Stories from the VMworld Solutions Exchange: PernixData FVP: The what and installation in the lab.

This year my plan is to write up some blog posts about some of the solutions of the partners at the VMworld Solutions Exchange. Next to VMworld general sessions, technical sessions, hanging space and hands on Labs, an important part of VMworld is the partner eco system at the Solutions Exchange. I have visited the solution exchange floor several times this year (not only for the hall crawl) and I wanted to make a series about some of the companies I spoke with. Some I already know and some are new to me. The series is in absolute no order of importance, but about companies that all offer cool products/solutions and present their solutions with a whole lotta love to help the businesses and technologies getting happy. I have been a bit busy these last couple of weeks so probably a bit later then I first wanted, but here goes…

This time it is about getting familiar with PernixData’s FVP. I have seen enough on the communities and concepts on the big bad Intarweb, I had a chance to see it in real action from some demo’s and the shots in the technical presentations by PernixData (thanks for those sessions guys :-) ). Time to take it for a spin in the test lab. But first a little why and what before the how.

PernixData Logo

What is PernixData FVP?

To know about PernixData FVP you first have to start at the issue that this software solution is trying to solve; IO bottlenecks in the primary storage infrastructure. These IO bottlenecks add serious latency to the application workload the virtual infrastructure is serving out to the users.  Slow responses or unusable applications are a result of these latency issues. This leads to frustrated and suffering end users (which leads to anger and the dark side), but this also creates increased work for the IT department, such as increased help desk calls, troubleshooting/analyze performance issues and extra costs to compensate these troubleshooting (cost in personnel and hardware to patch up the issues). One of the options often used to try and solve the IO puzzle is to add flash, at first mostly to the storage infrastructure as a caching layer or a flash all storage arrays. Flash has microsecond response times and delivers more performance as magnetic spinning disks with their millisecond response times. The problems with adding to the storage infrastructure are high returning costs and not really solving the problem. Sure giving the storage processors faster IO response and more flash capacity will have an improvement of some sort vs traditional storage, but this needs constant investments when the limit is reached again and IO is still far from the workload. The IO still must travel  through the busses, to the host adapter over a network and through the storage
processor to reach the flash, and back the same way for a response of the operation or the requested data. This typically adds some response times where each component adds some handling and their own response time. Not the talk about adding workload to the storage processors with all the additional processing. Flash normally does it’s responses in microseconds. That seems to be a waste.

────────────────────────────────────────

Problem:
Repeat the PernixData FVP post word for word from "This time it" to "is PernixData FVP?".

Object position labeling entries:

────────────────────────────────────────

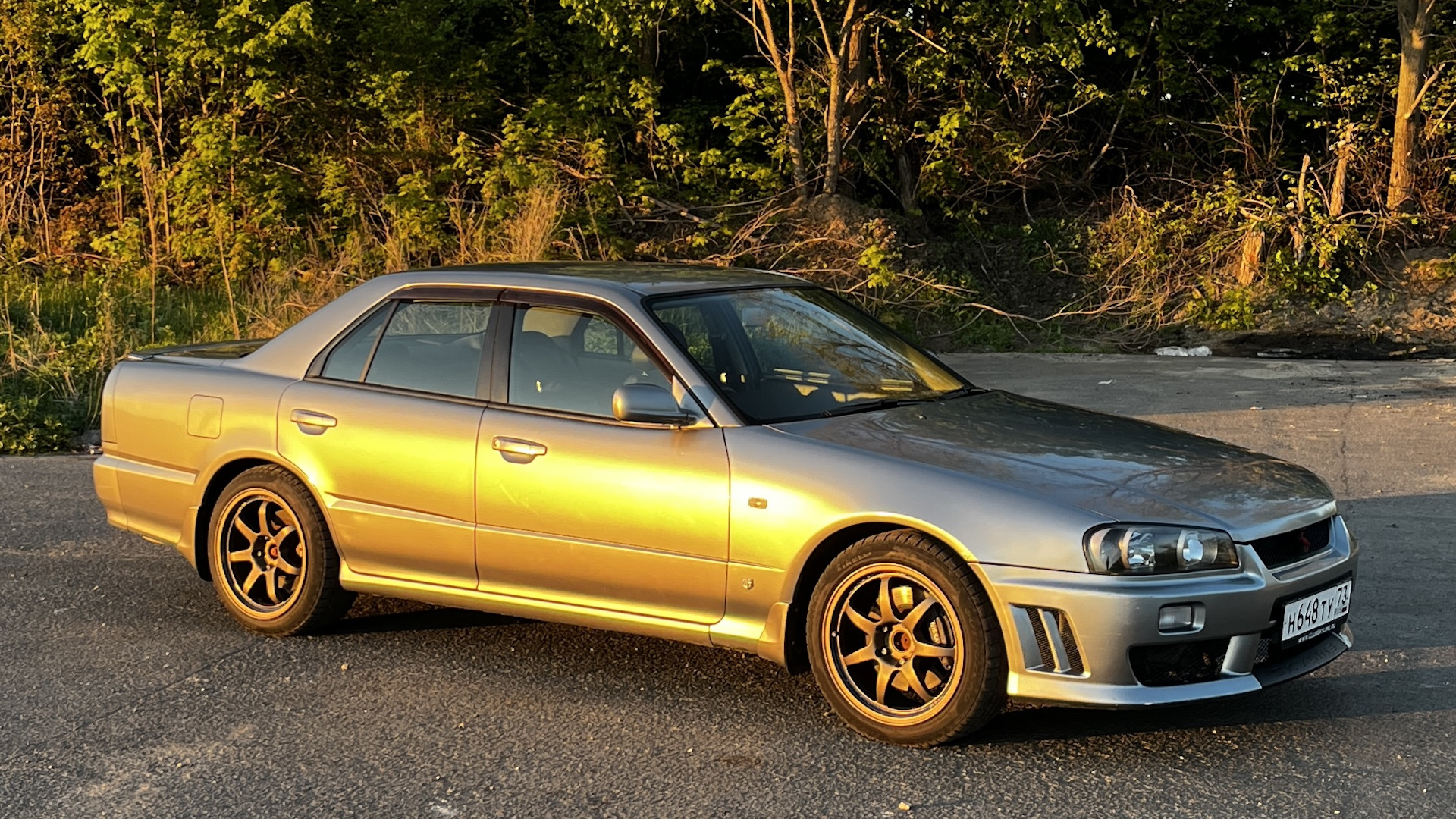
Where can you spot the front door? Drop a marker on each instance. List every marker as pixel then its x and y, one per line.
pixel 577 507
pixel 388 435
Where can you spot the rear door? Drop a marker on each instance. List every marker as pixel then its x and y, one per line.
pixel 386 431
pixel 579 507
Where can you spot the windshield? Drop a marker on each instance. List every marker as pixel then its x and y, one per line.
pixel 781 354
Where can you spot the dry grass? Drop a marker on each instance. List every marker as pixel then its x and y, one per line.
pixel 532 231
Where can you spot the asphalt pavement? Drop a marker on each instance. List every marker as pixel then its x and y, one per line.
pixel 127 691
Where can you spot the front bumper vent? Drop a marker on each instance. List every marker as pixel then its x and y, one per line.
pixel 1294 545
pixel 1052 640
pixel 1178 664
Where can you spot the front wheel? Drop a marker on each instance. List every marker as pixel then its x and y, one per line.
pixel 905 643
pixel 273 561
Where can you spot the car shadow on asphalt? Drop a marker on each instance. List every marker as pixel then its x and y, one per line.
pixel 1331 697
pixel 381 615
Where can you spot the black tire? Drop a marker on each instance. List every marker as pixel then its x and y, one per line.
pixel 903 642
pixel 283 576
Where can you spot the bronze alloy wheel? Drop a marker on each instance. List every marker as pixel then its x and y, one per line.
pixel 905 643
pixel 894 646
pixel 271 557
pixel 265 554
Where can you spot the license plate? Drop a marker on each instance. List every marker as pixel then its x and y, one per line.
pixel 1316 614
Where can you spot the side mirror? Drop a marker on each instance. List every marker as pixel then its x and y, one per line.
pixel 648 404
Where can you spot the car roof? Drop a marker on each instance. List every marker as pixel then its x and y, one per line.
pixel 645 279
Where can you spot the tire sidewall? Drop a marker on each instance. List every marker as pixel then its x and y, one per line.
pixel 979 679
pixel 315 539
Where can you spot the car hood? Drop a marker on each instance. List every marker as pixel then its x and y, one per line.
pixel 1114 466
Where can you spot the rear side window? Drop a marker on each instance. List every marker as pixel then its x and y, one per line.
pixel 433 347
pixel 348 357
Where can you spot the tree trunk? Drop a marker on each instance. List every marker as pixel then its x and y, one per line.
pixel 783 60
pixel 837 55
pixel 1416 28
pixel 909 181
pixel 833 126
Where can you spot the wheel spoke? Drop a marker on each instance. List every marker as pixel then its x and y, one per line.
pixel 887 608
pixel 254 573
pixel 883 675
pixel 913 618
pixel 932 651
pixel 861 621
pixel 909 675
pixel 243 529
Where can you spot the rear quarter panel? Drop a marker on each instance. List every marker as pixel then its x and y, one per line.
pixel 172 426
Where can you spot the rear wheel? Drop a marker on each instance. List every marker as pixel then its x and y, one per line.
pixel 905 643
pixel 271 557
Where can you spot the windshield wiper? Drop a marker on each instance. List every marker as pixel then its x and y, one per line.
pixel 892 403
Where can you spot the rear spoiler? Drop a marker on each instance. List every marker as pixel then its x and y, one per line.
pixel 215 352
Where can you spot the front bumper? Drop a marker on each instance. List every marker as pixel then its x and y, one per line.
pixel 1085 639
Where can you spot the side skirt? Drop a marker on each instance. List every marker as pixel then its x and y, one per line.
pixel 525 607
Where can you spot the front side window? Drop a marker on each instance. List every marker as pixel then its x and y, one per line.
pixel 574 360
pixel 792 353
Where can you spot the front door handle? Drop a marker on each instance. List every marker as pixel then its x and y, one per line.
pixel 316 422
pixel 517 450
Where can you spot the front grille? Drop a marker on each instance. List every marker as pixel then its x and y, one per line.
pixel 1063 637
pixel 1178 664
pixel 1289 547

────────────────────────────────────────

The answer:
This time it is about getting familiar with PernixData’s FVP. I have seen enough on the communities and concepts on the big bad Intarweb, I had a chance to see it in real action from some demo’s and the shots in the technical presentations by PernixData (thanks for those sessions guys :-) ). Time to take it for a spin in the test lab. But first a little why and what before the how.

PernixData Logo

What is PernixData FVP?